_Source passage_
····················
Filipino shoe designer and businessperson

Jose Joaquin "Jojo" Albao Bragais is a Filipino shoe designer and businessperson. He is the president and CEO of Jojo Bragais, a Filipino shoe brand known for pageant shoes.

== Personal life ==
Bragais was born and raised in Albay to Diomedes and Elsie Bragais. He is the youngest among four siblings. He graduated with a B.S. Nursing degree from Bicol University's Tabaco Campus in 2012. He is both a licensed midwife and nurse by profession.

In a way to combat depression after a break up, Bragais moved to Rizal from Albay to live with his aunt.

Bragais cited Filipino designers Michael Cinco and Rocky Gathercole as fashion icons he looks up to.

== Career ==
Bragais stumbled upon an old shoe factory in Binangonan, where he was offered to purchase the factory by the establishment's owner. He then purchased the factory using money given to him by his mother thinking that it would distract him from his depression. He then started the business, starting with a team of two people.

In 2014, Binibining Pilipinas 2014 candidate Yvethe Marie Santiago asked Bragais to craft her a pair of shoes for the pageant. This caught the attention of Stella Marquez Araneta, owner of Binibining Pilipinas who invited him to be the official footwear partner for the 2015 edition.

In 2018, Bragais became a part of Miss Universe 2018, Catriona Gray's team as a shoe designer where he was handpicked by Gray herself.

In 2024, Bragais became the first Filipino to be a part of the judging panel of the 2024 edition of the Miss USA competition.

In 2026, Bragais was revealed to join the panel of judges for the inaugural edition of MGI All Stars.
····················
_Record set_
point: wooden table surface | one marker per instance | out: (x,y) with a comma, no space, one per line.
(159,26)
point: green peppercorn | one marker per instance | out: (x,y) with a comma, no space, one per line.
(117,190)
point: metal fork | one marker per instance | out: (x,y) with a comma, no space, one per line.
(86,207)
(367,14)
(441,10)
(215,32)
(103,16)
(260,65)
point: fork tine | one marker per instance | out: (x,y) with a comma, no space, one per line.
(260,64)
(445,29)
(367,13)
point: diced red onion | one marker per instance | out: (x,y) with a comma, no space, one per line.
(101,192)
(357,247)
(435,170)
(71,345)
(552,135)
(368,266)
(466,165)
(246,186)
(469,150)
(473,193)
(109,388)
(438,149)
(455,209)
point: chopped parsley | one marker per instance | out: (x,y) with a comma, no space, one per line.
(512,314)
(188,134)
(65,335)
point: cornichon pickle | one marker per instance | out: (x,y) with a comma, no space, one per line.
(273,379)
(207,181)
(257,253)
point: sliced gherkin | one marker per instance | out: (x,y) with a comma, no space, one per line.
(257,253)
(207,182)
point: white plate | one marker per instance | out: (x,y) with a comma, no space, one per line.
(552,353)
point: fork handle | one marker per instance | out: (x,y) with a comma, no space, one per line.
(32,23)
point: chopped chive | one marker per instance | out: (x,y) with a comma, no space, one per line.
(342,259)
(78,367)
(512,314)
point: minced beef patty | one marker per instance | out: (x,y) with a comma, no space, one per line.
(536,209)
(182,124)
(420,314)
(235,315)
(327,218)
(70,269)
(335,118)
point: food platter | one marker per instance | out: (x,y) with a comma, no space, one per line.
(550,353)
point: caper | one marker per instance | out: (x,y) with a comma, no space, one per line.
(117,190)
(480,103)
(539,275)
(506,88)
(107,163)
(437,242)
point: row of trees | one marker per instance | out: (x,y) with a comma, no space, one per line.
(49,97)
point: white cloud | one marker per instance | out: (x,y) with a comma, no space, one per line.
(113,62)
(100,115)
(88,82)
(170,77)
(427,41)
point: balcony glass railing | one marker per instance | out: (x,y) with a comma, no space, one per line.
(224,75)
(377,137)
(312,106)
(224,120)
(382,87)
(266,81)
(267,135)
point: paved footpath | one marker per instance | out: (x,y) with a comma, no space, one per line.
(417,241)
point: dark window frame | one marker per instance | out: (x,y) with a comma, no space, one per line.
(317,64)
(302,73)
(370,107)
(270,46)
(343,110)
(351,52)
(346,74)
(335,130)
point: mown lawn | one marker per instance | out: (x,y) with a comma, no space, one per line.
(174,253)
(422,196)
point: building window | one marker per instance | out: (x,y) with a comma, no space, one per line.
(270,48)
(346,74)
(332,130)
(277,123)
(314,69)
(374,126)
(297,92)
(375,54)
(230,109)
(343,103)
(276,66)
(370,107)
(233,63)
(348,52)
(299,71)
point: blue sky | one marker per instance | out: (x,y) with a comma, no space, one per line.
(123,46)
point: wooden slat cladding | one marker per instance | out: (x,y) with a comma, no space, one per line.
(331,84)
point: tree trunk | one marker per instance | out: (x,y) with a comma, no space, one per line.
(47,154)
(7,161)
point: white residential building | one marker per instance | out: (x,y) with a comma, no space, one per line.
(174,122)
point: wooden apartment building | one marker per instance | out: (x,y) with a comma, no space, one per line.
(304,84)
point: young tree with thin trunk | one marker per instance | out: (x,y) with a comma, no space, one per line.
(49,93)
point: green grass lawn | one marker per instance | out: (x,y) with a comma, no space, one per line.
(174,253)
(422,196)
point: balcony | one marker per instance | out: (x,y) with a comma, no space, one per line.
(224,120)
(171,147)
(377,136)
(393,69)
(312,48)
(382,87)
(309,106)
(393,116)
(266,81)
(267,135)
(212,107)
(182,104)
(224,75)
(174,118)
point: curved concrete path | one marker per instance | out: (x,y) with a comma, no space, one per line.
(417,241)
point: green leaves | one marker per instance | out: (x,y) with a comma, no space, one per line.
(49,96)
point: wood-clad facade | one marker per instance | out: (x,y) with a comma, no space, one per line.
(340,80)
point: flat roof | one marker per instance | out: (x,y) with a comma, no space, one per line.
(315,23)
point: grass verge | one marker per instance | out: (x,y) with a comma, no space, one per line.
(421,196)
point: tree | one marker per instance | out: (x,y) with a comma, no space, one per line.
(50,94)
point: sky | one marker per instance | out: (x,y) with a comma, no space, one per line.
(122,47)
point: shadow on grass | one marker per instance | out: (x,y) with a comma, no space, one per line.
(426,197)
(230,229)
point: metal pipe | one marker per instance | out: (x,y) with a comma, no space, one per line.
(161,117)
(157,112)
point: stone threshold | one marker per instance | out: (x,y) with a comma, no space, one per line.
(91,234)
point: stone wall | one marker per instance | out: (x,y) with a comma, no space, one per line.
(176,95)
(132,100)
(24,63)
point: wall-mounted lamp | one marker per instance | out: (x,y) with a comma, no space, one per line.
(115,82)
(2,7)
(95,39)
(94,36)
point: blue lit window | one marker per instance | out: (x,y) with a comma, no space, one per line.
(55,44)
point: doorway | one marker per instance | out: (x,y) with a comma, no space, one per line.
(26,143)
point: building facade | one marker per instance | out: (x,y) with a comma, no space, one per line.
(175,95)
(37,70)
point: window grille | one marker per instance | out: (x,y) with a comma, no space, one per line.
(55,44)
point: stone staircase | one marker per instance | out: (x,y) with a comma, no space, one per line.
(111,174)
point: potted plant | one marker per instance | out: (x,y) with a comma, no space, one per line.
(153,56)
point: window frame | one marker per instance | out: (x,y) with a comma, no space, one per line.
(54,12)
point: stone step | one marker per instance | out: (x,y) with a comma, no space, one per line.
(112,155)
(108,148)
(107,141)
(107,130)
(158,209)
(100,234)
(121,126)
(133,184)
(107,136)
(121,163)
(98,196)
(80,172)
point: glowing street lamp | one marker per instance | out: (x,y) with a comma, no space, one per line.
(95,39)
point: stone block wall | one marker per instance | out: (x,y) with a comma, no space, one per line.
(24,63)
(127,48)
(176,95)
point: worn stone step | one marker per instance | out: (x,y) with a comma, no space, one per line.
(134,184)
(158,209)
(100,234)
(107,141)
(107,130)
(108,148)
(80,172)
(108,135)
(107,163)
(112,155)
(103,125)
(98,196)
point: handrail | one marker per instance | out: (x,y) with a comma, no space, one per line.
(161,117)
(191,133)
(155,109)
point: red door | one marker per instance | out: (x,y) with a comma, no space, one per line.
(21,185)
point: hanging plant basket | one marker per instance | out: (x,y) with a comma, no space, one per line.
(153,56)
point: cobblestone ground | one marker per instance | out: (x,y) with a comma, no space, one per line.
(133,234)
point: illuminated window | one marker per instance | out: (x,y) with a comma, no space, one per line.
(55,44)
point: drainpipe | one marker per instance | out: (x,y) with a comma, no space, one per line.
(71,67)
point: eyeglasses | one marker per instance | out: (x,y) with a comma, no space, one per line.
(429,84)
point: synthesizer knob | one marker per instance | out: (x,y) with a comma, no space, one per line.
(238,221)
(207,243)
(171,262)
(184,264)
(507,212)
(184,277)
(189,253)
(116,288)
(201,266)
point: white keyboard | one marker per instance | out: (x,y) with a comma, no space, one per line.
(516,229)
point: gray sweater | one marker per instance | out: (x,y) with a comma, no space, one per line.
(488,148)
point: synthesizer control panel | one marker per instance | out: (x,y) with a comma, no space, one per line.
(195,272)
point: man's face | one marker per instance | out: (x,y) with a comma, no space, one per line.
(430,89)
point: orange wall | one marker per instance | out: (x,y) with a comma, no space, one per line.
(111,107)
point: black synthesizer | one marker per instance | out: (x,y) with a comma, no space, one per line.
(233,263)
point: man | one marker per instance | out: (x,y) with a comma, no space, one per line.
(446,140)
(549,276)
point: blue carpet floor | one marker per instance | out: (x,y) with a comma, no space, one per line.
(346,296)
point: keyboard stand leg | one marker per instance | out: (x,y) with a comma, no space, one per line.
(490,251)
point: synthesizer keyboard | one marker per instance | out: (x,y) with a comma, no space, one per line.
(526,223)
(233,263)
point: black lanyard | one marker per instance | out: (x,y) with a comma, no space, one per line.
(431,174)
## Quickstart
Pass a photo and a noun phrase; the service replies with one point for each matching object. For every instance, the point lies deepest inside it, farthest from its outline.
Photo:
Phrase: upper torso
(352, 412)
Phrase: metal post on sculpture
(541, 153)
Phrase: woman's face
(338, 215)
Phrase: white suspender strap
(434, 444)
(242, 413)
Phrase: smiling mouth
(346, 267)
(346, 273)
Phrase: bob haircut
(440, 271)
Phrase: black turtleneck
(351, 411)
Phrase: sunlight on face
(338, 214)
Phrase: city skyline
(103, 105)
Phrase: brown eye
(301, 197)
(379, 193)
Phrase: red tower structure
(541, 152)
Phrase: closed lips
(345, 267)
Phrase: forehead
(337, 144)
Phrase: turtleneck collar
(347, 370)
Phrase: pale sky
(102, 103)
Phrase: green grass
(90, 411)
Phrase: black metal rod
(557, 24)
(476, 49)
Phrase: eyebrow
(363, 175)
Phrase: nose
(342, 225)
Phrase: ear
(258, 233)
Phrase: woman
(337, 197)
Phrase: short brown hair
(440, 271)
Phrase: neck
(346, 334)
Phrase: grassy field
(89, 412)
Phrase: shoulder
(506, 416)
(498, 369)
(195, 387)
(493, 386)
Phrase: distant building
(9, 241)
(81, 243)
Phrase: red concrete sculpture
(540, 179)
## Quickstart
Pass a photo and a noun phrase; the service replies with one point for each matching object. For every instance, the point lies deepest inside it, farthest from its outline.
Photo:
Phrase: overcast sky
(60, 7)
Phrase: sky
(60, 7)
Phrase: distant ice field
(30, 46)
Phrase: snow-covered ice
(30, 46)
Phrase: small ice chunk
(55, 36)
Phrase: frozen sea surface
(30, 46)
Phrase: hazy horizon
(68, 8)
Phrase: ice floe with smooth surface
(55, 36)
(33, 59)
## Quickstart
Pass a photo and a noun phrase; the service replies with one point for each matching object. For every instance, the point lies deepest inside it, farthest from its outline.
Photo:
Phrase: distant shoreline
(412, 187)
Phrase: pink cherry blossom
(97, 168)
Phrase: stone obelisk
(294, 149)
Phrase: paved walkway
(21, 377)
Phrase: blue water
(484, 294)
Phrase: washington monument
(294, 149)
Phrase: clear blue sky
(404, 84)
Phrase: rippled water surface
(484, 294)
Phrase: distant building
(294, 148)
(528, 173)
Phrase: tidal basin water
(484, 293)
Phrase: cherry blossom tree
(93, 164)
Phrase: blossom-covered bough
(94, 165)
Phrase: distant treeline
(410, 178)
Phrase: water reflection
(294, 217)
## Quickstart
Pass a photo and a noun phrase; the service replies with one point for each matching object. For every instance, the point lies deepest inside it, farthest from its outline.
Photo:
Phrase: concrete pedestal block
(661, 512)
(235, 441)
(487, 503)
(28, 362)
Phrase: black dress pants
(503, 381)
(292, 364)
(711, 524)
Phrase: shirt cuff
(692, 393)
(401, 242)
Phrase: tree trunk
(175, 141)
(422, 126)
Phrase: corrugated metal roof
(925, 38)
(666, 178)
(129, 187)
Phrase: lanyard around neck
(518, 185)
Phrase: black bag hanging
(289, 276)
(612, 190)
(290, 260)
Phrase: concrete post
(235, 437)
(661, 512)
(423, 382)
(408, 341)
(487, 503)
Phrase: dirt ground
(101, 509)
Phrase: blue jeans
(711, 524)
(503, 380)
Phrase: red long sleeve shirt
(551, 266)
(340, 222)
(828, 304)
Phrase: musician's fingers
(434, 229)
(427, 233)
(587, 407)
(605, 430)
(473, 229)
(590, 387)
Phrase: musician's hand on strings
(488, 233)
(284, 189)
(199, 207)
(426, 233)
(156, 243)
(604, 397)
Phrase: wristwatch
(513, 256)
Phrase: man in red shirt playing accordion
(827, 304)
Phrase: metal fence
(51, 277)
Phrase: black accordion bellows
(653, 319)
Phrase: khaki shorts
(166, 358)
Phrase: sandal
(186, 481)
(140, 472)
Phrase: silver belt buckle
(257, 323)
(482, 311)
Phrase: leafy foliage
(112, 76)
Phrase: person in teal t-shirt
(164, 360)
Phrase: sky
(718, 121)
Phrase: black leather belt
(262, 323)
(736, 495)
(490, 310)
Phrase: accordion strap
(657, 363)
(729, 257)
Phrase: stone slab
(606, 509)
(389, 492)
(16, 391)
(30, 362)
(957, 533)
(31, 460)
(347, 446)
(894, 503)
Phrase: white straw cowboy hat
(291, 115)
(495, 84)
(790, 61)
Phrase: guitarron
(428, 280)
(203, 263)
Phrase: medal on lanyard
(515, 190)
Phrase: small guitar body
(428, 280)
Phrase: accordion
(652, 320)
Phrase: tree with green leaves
····················
_Directions for this task_
Transcribe the stretch of the Jojo Bragais biography from "In 2014, Binibining" through "Miss USA competition.".

_Output below_
In 2014, Binibining Pilipinas 2014 candidate Yvethe Marie Santiago asked Bragais to craft her a pair of shoes for the pageant. This caught the attention of Stella Marquez Araneta, owner of Binibining Pilipinas who invited him to be the official footwear partner for the 2015 edition.

In 2018, Bragais became a part of Miss Universe 2018, Catriona Gray's team as a shoe designer where he was handpicked by Gray herself.

In 2024, Bragais became the first Filipino to be a part of the judging panel of the 2024 edition of the Miss USA competition.